## What is needed
How many lines of the listing below contain the word "forearm"? Reply with the number alone.

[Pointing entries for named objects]
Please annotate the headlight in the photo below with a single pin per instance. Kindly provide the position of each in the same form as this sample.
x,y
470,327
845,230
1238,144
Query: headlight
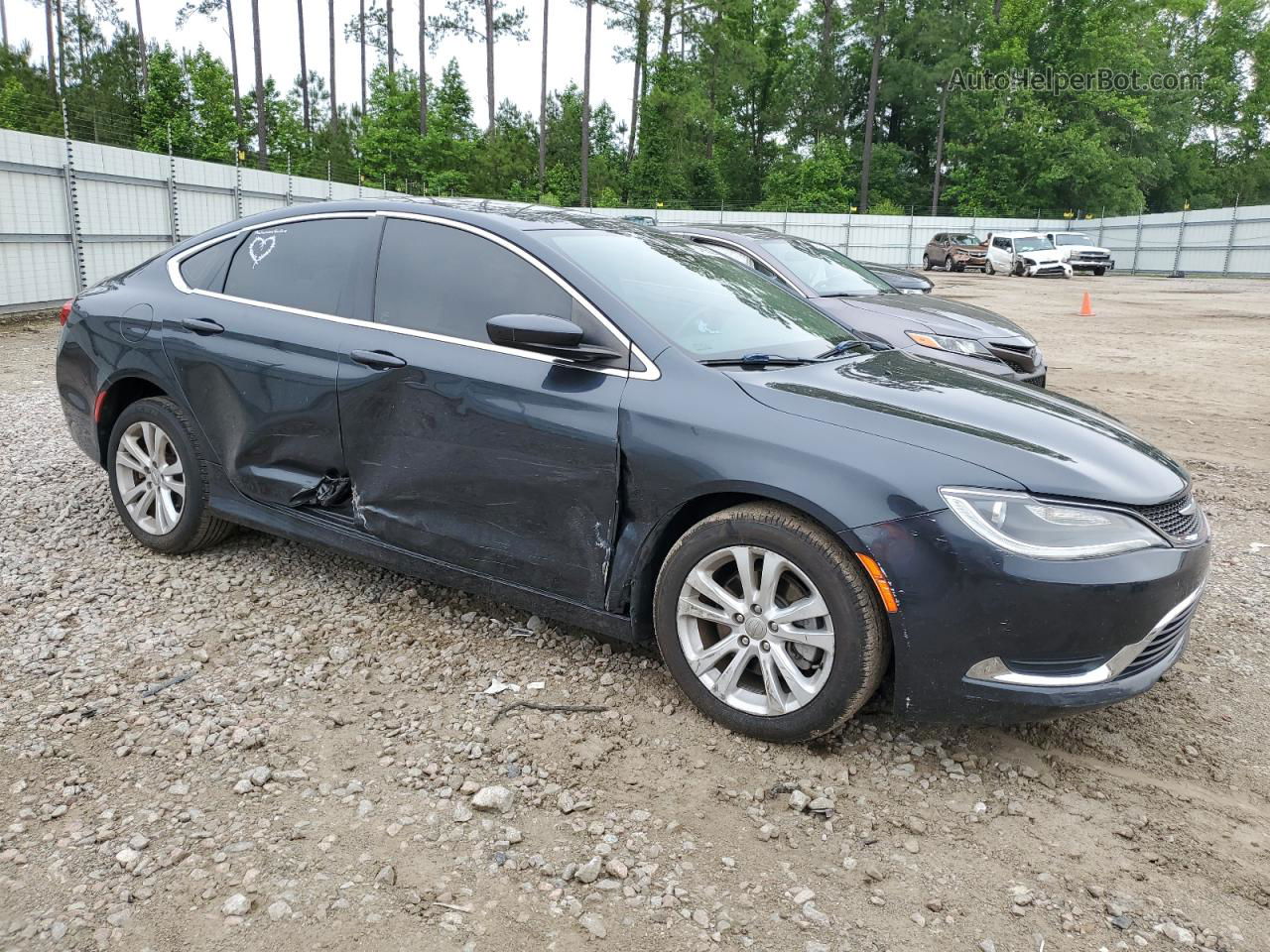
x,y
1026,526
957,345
---
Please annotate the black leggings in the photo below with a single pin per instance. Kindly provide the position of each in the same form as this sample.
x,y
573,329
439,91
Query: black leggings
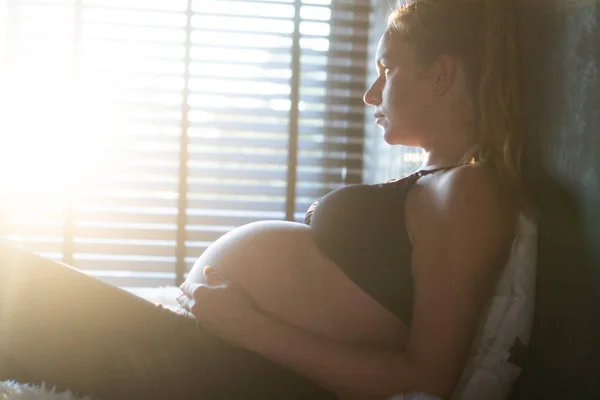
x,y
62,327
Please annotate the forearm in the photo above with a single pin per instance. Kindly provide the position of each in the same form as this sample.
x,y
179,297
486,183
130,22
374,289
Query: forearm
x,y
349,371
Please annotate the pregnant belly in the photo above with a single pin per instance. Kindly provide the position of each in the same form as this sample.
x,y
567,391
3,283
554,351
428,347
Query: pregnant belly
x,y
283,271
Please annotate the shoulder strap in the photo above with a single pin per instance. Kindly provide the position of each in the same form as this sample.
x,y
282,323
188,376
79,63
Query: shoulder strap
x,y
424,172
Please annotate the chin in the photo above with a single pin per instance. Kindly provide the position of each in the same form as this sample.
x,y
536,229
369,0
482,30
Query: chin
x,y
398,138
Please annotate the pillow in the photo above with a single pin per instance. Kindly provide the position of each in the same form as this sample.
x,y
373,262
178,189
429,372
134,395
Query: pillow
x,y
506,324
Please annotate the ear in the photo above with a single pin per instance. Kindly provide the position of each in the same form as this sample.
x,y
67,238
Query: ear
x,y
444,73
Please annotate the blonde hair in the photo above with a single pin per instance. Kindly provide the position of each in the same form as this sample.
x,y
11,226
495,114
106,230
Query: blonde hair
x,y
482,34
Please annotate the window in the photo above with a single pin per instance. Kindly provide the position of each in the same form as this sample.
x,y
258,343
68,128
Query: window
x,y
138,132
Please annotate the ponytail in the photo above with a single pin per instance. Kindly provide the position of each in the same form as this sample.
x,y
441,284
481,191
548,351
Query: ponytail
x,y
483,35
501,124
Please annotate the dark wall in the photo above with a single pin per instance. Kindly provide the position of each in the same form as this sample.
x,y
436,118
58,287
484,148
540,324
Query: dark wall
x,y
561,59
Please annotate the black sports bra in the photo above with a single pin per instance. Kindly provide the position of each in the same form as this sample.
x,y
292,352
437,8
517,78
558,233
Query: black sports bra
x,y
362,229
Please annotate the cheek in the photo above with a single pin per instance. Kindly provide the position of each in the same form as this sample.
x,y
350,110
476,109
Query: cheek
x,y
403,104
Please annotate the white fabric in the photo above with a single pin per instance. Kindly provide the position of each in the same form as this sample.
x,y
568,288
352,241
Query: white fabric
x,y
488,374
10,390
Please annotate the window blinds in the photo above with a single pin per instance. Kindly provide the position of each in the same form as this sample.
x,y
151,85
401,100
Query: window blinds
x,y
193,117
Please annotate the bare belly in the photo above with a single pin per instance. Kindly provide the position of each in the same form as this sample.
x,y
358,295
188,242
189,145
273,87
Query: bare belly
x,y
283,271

## Solution to this problem
2